[Pointing dataset records]
## BEGIN
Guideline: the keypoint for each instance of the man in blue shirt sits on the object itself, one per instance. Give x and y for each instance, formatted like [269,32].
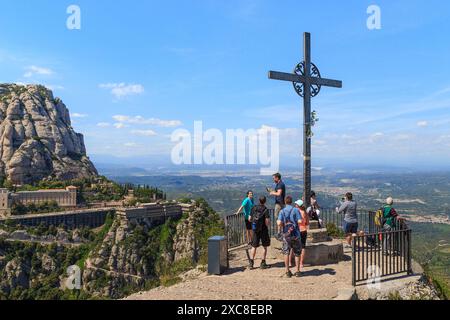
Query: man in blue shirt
[289,220]
[279,193]
[349,209]
[247,206]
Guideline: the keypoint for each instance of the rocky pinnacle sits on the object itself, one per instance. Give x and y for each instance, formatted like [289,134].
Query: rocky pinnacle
[37,141]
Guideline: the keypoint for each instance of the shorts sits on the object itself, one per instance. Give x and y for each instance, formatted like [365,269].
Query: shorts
[294,244]
[303,237]
[278,208]
[350,227]
[261,237]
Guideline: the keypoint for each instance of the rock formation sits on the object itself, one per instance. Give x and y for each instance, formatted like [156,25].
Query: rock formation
[37,140]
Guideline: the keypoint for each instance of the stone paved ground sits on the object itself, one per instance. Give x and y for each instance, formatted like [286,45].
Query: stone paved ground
[238,283]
## END
[What is needed]: Print exactly the lines from the one with "Guideline: the keypoint for each instance of the rocky" through the end of the data, inclusive.

[Solution to this task]:
Guideline: the keypoint for each instance of the rocky pinnacle sits on the object itself, one per instance. Give x and y for each instance, formatted like [289,134].
Query: rocky pinnacle
[37,141]
Guideline: the keypoint for each instance of the shorts sits on the object itself, one per instance. Give x and y for each instance, formatted like [365,269].
Query: shorts
[294,244]
[303,237]
[278,208]
[350,227]
[261,237]
Guideline: the keypoint for each instance of the rock formation sits on the object itself, one per instance. Give x and y for each instance, formatted like [156,25].
Query: rock formation
[37,140]
Guideline: the keypoint for each instance of the stone paved ground sits on the object itself, one per instance. Give x and y for each instance, formatted like [286,45].
Query: stone paved ground
[238,283]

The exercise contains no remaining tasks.